Text for analysis Block Start

# Dish On Demand on my 622 stopped working



## renpar61 (Aug 5, 2006)

I was trying to order one of the movies for 99 cents, but when I go on any of Dish Cinema menus (new releases, special offers, explore movies etc.) the list is blank, the right side where the search results are says "you don't have any titles..." , plus the remote gets very slow and unresponsive when navigating these menus.
It's like all of the movies information has completely vanished.
I tried to clear filters, reset dvr, unplug receiver and all the known tricks.

Any suggestions?


----------



## P Smith (Jul 25, 2002)

Suspend your subscription for the summer.


----------



## renpar61 (Aug 5, 2006)

P Smith said:


> Suspend your subscription for the summer.


----------



## P Smith (Jul 25, 2002)

Healthier solution . Living outdoor...


----------



## Stewart Vernon (Jan 7, 2005)

renpar61 said:


> I was trying to order one of the movies for 99 cents, but when I go on any of Dish Cinema menus (new releases, special offers, explore movies etc.) the list is blank, the right side where the search results are says "you don't have any titles..." , plus the remote gets very slow and unresponsive when navigating these menus.

Text for analysis Block End
Data listing Block Start

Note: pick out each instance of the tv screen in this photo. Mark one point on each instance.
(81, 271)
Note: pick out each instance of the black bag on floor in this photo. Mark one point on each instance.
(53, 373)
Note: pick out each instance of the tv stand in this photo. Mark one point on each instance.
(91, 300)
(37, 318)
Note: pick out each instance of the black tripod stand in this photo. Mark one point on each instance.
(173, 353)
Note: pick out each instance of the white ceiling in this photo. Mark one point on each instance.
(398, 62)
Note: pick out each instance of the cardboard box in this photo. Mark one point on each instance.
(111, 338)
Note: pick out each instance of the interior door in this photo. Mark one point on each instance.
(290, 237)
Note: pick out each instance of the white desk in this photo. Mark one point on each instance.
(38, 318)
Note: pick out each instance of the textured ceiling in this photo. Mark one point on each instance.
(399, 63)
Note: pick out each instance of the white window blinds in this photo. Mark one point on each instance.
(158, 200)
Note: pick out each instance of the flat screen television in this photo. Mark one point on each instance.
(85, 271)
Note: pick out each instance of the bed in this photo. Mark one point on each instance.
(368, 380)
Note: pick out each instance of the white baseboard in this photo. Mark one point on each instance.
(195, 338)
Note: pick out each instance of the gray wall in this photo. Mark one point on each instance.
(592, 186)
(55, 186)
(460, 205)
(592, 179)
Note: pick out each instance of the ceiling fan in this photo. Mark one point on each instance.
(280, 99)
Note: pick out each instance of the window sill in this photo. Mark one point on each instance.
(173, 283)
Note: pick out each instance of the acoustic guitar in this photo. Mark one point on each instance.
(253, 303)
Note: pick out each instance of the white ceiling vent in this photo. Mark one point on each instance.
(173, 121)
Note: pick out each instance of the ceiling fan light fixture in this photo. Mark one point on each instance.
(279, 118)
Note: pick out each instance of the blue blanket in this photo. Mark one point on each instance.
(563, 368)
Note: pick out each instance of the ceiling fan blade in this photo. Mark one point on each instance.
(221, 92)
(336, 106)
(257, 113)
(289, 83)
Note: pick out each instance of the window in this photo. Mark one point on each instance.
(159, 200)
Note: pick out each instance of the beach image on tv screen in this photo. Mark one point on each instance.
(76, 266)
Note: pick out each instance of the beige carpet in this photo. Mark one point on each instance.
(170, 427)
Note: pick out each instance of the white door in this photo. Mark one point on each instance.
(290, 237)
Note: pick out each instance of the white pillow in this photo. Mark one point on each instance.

Data listing Block End

### [Work item A]
Summarize the forum thread about Dish On Demand on a 622 in two sentences.
### [Work item B]
In the forum thread about Dish On Demand, revise the stretch from "# Dish On Demand" through "has completely vanished." so that "remote" is changed to "remote control".
### [Work item C]
Continue the forum thread about Dish On Demand on a 622 from the point at which it stops.

### [Written reply A]
A user reports that on a 622, every Dish Cinema menu shows a blank list with a "you don't have any titles..." message and the remote becomes slow and unresponsive, even after clearing filters, resetting the DVR and unplugging the receiver. Another participant suggests suspending the subscription for the summer, calling it a healthier solution, and a third participant quotes the original description of the problem.

### [Written reply B]
# Dish On Demand on my 622 stopped working



## renpar61 (Aug 5, 2006)

I was trying to order one of the movies for 99 cents, but when I go on any of Dish Cinema menus (new releases, special offers, explore movies etc.) the list is blank, the right side where the search results are says "you don't have any titles..." , plus the remote control gets very slow and unresponsive when navigating these menus.
It's like all of the movies information has completely vanished.

### [Written reply C]
> It's like all of the movies information has completely vanished.
> I tried to clear filters, reset dvr, unplug receiver and all the known tricks.
> 
> Any suggestions?


Do you have a phone line or internet connection to this receiver? Since one of those is needed to order PPV movies, the behavior you describe sure sounds like however you are connected is failing.

The quick check is to go into the Diagnostics area from the menu and try the "Test Connection" to see if it can verify a phone/internet connection.

If those pass, then something else might be going on... but if those fail, then the next step would be figuring out how that connection has failed.


----------



## renpar61 (Aug 5, 2006)

Stewart Vernon said:


> Do you have a phone line or internet connection to this receiver? Since one of those is needed to order PPV movies, the behavior you describe sure sounds like however you are connected is failing.
> 
> The quick check is to go into the Diagnostics area from the menu and try the "Test Connection" to see if it can verify a phone/internet connection.
> 
> If those pass, then something else might be going on... but if those fail, then the next step would be figuring out how that connection has failed.


I had the same thought and I did check the internet connection (no phone), everything checked out OK. I also tried to reset the connection just to be sure, performed a system analysis and sent out the data. So the connection is there, I am able to order PPV, everything seems to work, except I don'r get the data on Dish Cinema menu.
Although it seems like the connection is testing fine, I did change my router about a week ago, can't say if that coincides with the time this problem started.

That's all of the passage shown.